▶ [SET TASK]:
Write out the data again in full, exactly as it reads.

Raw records
—————

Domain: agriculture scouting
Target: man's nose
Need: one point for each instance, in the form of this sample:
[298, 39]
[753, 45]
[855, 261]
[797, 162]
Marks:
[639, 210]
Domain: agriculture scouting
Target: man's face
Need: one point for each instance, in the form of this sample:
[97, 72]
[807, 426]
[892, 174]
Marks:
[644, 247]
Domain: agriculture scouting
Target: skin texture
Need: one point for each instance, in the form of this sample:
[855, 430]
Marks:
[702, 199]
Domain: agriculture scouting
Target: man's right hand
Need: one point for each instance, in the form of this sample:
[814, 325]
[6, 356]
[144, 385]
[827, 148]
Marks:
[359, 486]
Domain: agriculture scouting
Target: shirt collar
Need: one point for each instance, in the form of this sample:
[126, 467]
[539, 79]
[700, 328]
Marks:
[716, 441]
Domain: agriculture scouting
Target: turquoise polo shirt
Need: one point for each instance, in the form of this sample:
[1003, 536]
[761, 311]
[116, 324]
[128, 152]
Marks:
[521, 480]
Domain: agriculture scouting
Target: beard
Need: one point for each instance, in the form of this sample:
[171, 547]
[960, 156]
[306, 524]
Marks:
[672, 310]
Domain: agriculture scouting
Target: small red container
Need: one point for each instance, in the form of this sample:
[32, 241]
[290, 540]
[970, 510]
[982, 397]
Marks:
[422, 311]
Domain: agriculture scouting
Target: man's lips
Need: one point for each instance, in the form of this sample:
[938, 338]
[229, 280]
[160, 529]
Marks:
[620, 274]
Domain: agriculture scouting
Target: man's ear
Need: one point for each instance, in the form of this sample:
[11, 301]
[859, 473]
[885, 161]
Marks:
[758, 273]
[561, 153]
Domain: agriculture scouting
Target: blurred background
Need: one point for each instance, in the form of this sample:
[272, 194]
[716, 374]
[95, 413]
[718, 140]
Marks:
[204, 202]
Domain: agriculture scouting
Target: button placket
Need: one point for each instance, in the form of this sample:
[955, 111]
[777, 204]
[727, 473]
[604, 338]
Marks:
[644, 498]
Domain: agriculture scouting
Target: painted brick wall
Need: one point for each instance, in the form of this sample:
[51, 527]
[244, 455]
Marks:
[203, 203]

—————

▶ [FINISHED EXERCISE]:
Domain: agriculture scouting
Target: man's nose
Need: one point for each instance, in the form of this sample:
[298, 39]
[753, 45]
[855, 261]
[797, 162]
Marks:
[639, 210]
Domain: agriculture scouting
Target: man's face
Need: one point for each instance, in the form of this sample:
[97, 72]
[807, 426]
[892, 174]
Marks:
[644, 247]
Domain: agriculture scouting
Target: skin texture
Need: one point for each instance, in the form of this sample:
[855, 430]
Marks:
[702, 199]
Domain: agriculture scouting
Target: man's right hand
Need: one point for each instance, in the form of this sample:
[814, 325]
[6, 356]
[144, 385]
[827, 148]
Marks:
[359, 486]
Domain: agriculture scouting
Target: shirt collar
Need: one point for each instance, in the form of this sample:
[126, 467]
[539, 79]
[700, 328]
Marks:
[716, 441]
Domain: agriculture scouting
Target: turquoise polo shirt
Need: one point for each instance, in the form of this sample:
[1003, 536]
[761, 311]
[116, 324]
[128, 152]
Marks:
[521, 480]
Domain: agriculture scouting
Target: beard
Need: one point for each instance, in the form of this sample:
[171, 547]
[960, 156]
[306, 524]
Marks:
[672, 310]
Domain: agriculture scouting
Target: small red container
Need: one point for each instance, in the form of this sample:
[32, 241]
[290, 540]
[970, 510]
[982, 397]
Marks:
[422, 311]
Domain: agriculture scouting
Target: man's lips
Need: one point for each instance, in the form of this sample:
[938, 338]
[229, 280]
[160, 529]
Marks:
[620, 274]
Domain: agriculture scouting
Target: man's ear
Need: one point for each instance, in the form of this sample:
[11, 301]
[859, 473]
[885, 161]
Marks:
[758, 273]
[561, 153]
Domain: agriculture scouting
Target: blurred background
Need: one point for each instance, in the form of this sample:
[272, 194]
[716, 374]
[95, 413]
[718, 140]
Marks:
[204, 202]
Domain: agriculture scouting
Target: button placket
Need: one point for each instance, in the form of this sample:
[955, 111]
[777, 204]
[727, 473]
[604, 338]
Marks:
[644, 498]
Domain: agriculture scouting
Target: painted brick wall
Need: one point for each instance, in the form of this sample:
[51, 527]
[244, 455]
Marks:
[203, 203]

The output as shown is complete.